-- Exercise prompt --
Once the pictures have been removed, repeat the remainder of the records exactly.

Input data START

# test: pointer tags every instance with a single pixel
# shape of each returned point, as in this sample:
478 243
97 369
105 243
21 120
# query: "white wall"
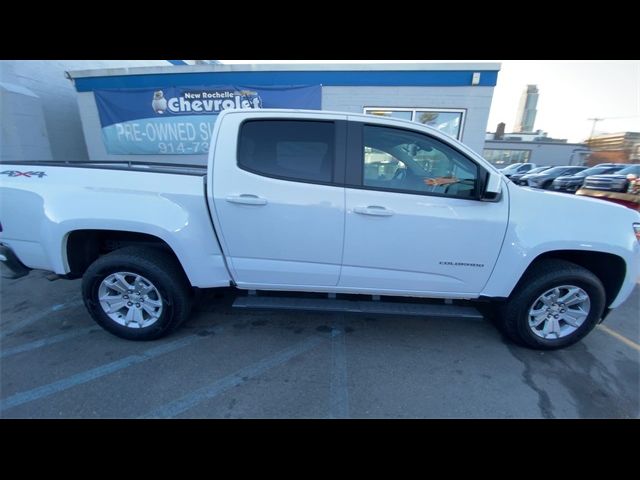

Input data END

-- Output --
# test: pointer tags every instance with a single pixel
# shape of each returned point, as in this sample:
478 243
97 369
105 243
21 120
# query: "white wall"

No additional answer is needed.